## Task requirements:
1. In the passage on quadrature encoders, list each distinct number in the paragraph beginning "The encoders provide a resolution," and say what each one refers to.
2. Carry the passage on quadrature encoders forward from its last sentence.

(Excerpt provided Opens)

5.4. Quadrature encoders

Each drive motor on the 3pi+ 32U4 has a corresponding quadrature encoder system consisting of a magnetic disc attached to the extended motor shaft and a pair of Hall effect sensors mounted on the control board. Other than the sensor orientation, these encoders work similarly to our magnetic encoder kits for Micro Metal Gearmotors. They can be used to track the rotational speed and direction of the robot’s wheels.

The encoders provide a resolution of 12 counts per revolution of the motor shaft when counting both edges of both channels. To compute the counts per revolution of the wheels, multiply the gearboxes’ gear ratios by 12. For example, if 30:1 motors (which have gear ratios more accurately specified as 29.86:1) are used, the encoders provide 29.86 × 12 ≈ 358.3 CPR. The exact gear ratios of our Micro Metal Gearmotors are specified on their product pages.

(Excerpt provided Closes)
(Given entries Opens)

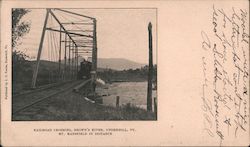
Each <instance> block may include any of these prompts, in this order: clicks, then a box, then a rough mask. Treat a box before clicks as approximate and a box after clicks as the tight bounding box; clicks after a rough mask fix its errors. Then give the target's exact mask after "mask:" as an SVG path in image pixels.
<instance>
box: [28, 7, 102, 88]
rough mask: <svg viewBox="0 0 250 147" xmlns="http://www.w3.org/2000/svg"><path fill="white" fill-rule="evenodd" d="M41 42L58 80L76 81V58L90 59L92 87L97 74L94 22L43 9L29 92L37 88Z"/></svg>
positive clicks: (83, 16) (63, 12) (67, 11)
mask: <svg viewBox="0 0 250 147" xmlns="http://www.w3.org/2000/svg"><path fill="white" fill-rule="evenodd" d="M66 16H67V17H66ZM45 36H47V37H45ZM45 38H48V39H47V45H48V55H49V56H48V58H50V59H51V60H52V61H55V62H57V63H58V72H57V73H58V75H57V77H59V80H61V81H69V80H74V79H77V72H78V70H79V69H78V68H79V57H80V56H85V57H86V56H87V57H90V58H92V61H91V62H92V67H91V79H92V80H91V81H92V83H93V82H95V80H96V70H97V39H96V19H95V18H93V17H90V16H86V15H82V14H79V13H75V12H71V11H68V10H65V9H58V8H55V9H46V15H45V20H44V24H43V28H42V34H41V40H40V42H39V47H38V53H37V59H36V64H35V67H34V71H33V77H32V83H31V88H36V86H37V84H36V83H37V76H38V72H39V65H40V61H41V54H42V51H43V48H44V41H45Z"/></svg>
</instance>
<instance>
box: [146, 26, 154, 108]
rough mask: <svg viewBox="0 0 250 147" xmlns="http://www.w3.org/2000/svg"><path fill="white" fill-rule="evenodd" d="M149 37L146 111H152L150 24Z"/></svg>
mask: <svg viewBox="0 0 250 147" xmlns="http://www.w3.org/2000/svg"><path fill="white" fill-rule="evenodd" d="M148 37H149V40H148V41H149V63H148V93H147V111H152V76H153V56H152V24H151V22H150V23H149V24H148Z"/></svg>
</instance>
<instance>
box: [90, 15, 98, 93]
mask: <svg viewBox="0 0 250 147" xmlns="http://www.w3.org/2000/svg"><path fill="white" fill-rule="evenodd" d="M93 24H94V29H93V51H92V67H91V85H92V92H93V94H94V93H95V87H96V83H95V82H96V70H97V40H96V19H95V18H94V19H93Z"/></svg>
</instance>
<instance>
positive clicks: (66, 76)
mask: <svg viewBox="0 0 250 147" xmlns="http://www.w3.org/2000/svg"><path fill="white" fill-rule="evenodd" d="M66 68H67V34H66V33H65V47H64V80H66V78H67V74H66V72H67V69H66Z"/></svg>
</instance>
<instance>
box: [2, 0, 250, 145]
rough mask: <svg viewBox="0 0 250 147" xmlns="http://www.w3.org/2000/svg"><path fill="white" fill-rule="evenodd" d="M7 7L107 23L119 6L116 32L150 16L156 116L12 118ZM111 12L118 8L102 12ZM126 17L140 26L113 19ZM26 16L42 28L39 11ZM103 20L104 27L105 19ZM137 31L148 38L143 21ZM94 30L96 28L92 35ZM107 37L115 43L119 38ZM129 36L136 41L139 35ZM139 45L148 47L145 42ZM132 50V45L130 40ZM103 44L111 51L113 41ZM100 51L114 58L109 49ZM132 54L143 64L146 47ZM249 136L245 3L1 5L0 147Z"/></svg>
mask: <svg viewBox="0 0 250 147" xmlns="http://www.w3.org/2000/svg"><path fill="white" fill-rule="evenodd" d="M13 8H27V9H34V8H36V9H35V10H37V9H41V10H45V9H46V8H60V9H63V10H68V9H66V8H70V9H69V10H72V11H73V10H74V9H76V8H77V9H88V8H89V9H91V10H89V11H86V13H87V14H88V12H89V14H91V13H92V14H93V15H94V14H96V17H97V21H98V16H100V18H103V19H104V18H105V17H104V14H105V13H106V12H107V13H110V15H109V17H107V18H106V19H108V18H112V16H113V17H114V22H115V20H116V17H115V13H117V14H120V9H121V10H123V9H125V10H128V12H126V13H124V14H123V15H121V16H120V18H119V17H117V19H118V18H119V21H121V25H120V27H118V28H121V29H122V28H123V29H126V28H129V26H133V25H134V28H136V27H138V26H139V27H138V28H140V25H139V24H140V22H143V20H147V19H141V17H140V15H136V14H142V15H141V16H145V18H146V16H148V17H147V18H152V19H150V20H149V21H152V26H153V33H152V34H153V50H154V51H153V54H154V56H153V58H154V59H153V60H154V61H153V62H154V64H155V62H156V63H157V67H158V72H157V102H158V103H157V104H158V105H157V109H158V110H157V119H154V120H144V121H143V120H137V121H135V120H119V121H117V120H105V121H104V120H99V121H95V120H76V121H70V120H59V121H50V120H38V121H27V120H25V119H24V118H21V120H19V121H15V119H14V120H13V116H12V110H13V108H12V100H13V99H12V76H11V75H12V47H11V38H12V37H11V29H12V28H11V26H12V25H11V23H12V17H11V12H12V9H13ZM113 9H117V10H118V11H117V12H110V10H113ZM137 9H139V10H140V13H139V10H138V13H137V11H136V12H135V13H133V12H132V10H137ZM141 9H142V10H141ZM149 9H150V10H152V12H151V11H148V10H149ZM129 10H131V11H129ZM108 11H109V12H108ZM33 12H35V11H33ZM44 12H45V11H44ZM130 12H131V13H130ZM86 13H83V14H86ZM128 13H129V14H131V15H130V16H128V17H131V19H132V17H137V18H138V20H140V21H138V23H137V21H136V19H134V20H133V21H134V23H131V22H129V23H130V24H126V23H125V22H123V21H122V19H121V18H122V17H124V16H127V15H126V14H128ZM39 14H42V13H39ZM101 14H103V17H102V15H101ZM147 14H148V15H147ZM150 14H154V15H152V17H151V15H150ZM155 14H156V15H155ZM33 17H37V18H39V17H42V18H41V20H40V22H41V24H43V21H44V18H45V13H44V14H43V15H34V16H33ZM94 17H95V15H94ZM124 19H125V18H124ZM37 20H39V19H37ZM106 23H108V24H109V25H110V26H112V22H106ZM106 23H105V24H106ZM97 24H98V23H97ZM105 24H103V26H105ZM143 27H145V30H146V33H145V34H144V35H143V37H145V35H146V41H148V40H147V37H148V36H147V35H148V34H147V31H148V28H147V24H146V25H145V26H143ZM101 28H102V27H100V28H98V25H97V38H98V29H100V30H99V31H100V32H101ZM132 28H133V27H132ZM39 29H40V30H42V28H39ZM102 29H105V27H103V28H102ZM106 29H108V28H106ZM115 29H117V28H115V27H114V32H115ZM154 29H155V30H154ZM139 30H140V29H138V31H139ZM135 31H136V30H135ZM127 32H128V33H127V34H126V33H125V34H126V35H127V37H130V38H131V40H132V39H133V37H135V36H129V33H132V32H134V30H133V31H132V30H128V31H127ZM121 34H122V33H121ZM99 35H100V36H101V34H99ZM106 35H107V36H108V35H109V34H108V33H107V34H106ZM110 35H111V36H112V35H117V38H118V36H119V33H118V34H115V33H113V34H112V33H110ZM126 35H125V36H126ZM40 36H41V35H39V37H38V38H40ZM137 37H138V36H137ZM137 37H135V39H138V44H139V42H140V41H139V40H141V39H142V38H143V37H142V38H141V39H139V38H140V37H138V38H137ZM32 41H33V40H32ZM39 41H40V39H38V41H37V42H39ZM34 42H35V39H34ZM100 42H102V41H100ZM105 42H106V41H103V42H102V43H103V44H105ZM124 42H126V41H123V42H122V41H121V42H120V43H121V45H124V46H126V44H129V41H128V42H127V43H124ZM132 42H133V41H132ZM122 43H124V44H122ZM145 44H146V47H148V42H145ZM97 45H98V42H97ZM98 46H99V48H98V52H99V50H100V54H102V53H101V52H105V51H101V50H102V48H101V47H103V48H105V46H102V45H98ZM100 46H101V47H100ZM132 46H138V45H137V44H136V42H133V44H132ZM132 46H131V48H132ZM111 47H113V48H114V47H117V46H115V43H114V46H111ZM143 47H144V46H141V48H143ZM37 48H38V47H37ZM118 50H119V49H118ZM139 50H143V49H139ZM36 52H37V51H36ZM107 52H108V51H107ZM108 53H109V54H116V53H115V50H109V52H108ZM103 54H104V53H103ZM120 54H126V52H125V49H121V50H120ZM131 54H134V53H133V52H131ZM135 54H136V55H135V56H134V55H133V56H132V55H131V59H132V58H136V57H137V58H136V59H138V61H140V62H144V57H145V59H146V60H145V62H147V56H148V55H147V49H146V54H144V52H143V53H142V52H135ZM98 55H99V53H98ZM115 56H119V54H117V55H115ZM127 56H130V55H129V54H128V55H127ZM30 78H31V77H30ZM48 108H49V106H48ZM48 115H49V114H48ZM22 119H23V120H22ZM249 138H250V137H249V1H247V0H241V1H230V0H228V1H191V0H190V1H163V0H162V1H161V0H159V1H143V0H142V1H84V0H83V1H80V0H79V1H67V0H65V1H60V2H58V1H45V0H44V1H38V0H37V1H25V0H23V1H22V0H20V1H15V0H4V1H1V145H3V146H248V145H249V142H250V140H249Z"/></svg>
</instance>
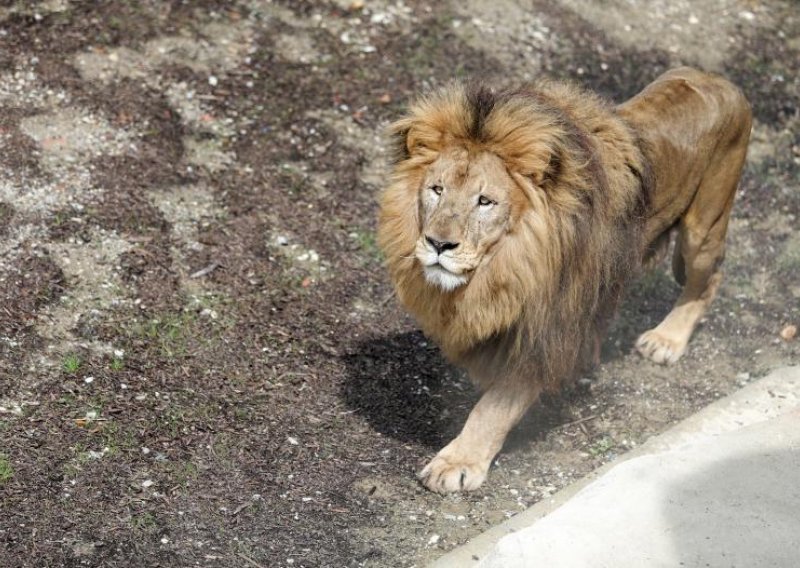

(Given entries Closes)

## Per-task answers:
1.
- 12: counts per revolution of the motor shaft, counting both edges of both channels (also the number to multiply gear ratios by)
- 30:1: the nominal gear ratio of the example motors
- 29.86:1: the more accurate gear ratio of those 30:1 motors
- 358.3: the resulting counts per revolution (CPR) of the wheels with those motors

2.
Quadrature encoder transitions are often detected by monitoring both encoder channels directly. However, since transitions on the 3pi+’s encoders can occur at high frequencies (several thousand per second) when its motors are running, it is necessary to use the AVR’s pin change interrupts or external interrupts to read the encoders. To reduce the required number of interrupt pins, the 3pi+ 32U4 control board XORs together both channels of each encoder and connects the resulting signal to an interrupt pin, while channel B of each encoder is connected to a non-interrupt pin:

  • Digital pin 7, or PE6, reads the right encoder XORed signal using external interrupt INT6.
  • Digital pin 8, or PB4, reads the left encoder XORed signal using pin change interrupt PCINT4.
  • Digital pin 23 (analog pin 5), or PF0, reads the right encoder channel B.
  • Pin PE2 reads the left encoder channel B.



The XORed signal and the channel B signal can be used to reconstruct the channel A signal by simply XORing them again: (A XOR B) XOR B = A. For both encoders on the Turtle Edition and Standard Edition, channel B leads channel A when the motor is rotating in the forward direction; that is, B rises before A rises and B falls before A falls. (The waveforms in the diagram above would be produced by forward rotation.)

Since the motor directions on the Hyper Edition are reversed (see Section 5.3), the behavior described above corresponds to backward rotation instead on that version.

The Pololu3piPlus32U4 library provides appropriate interrupt service routines and functions for reading the encoders and keeping track of their counts (see Section 7).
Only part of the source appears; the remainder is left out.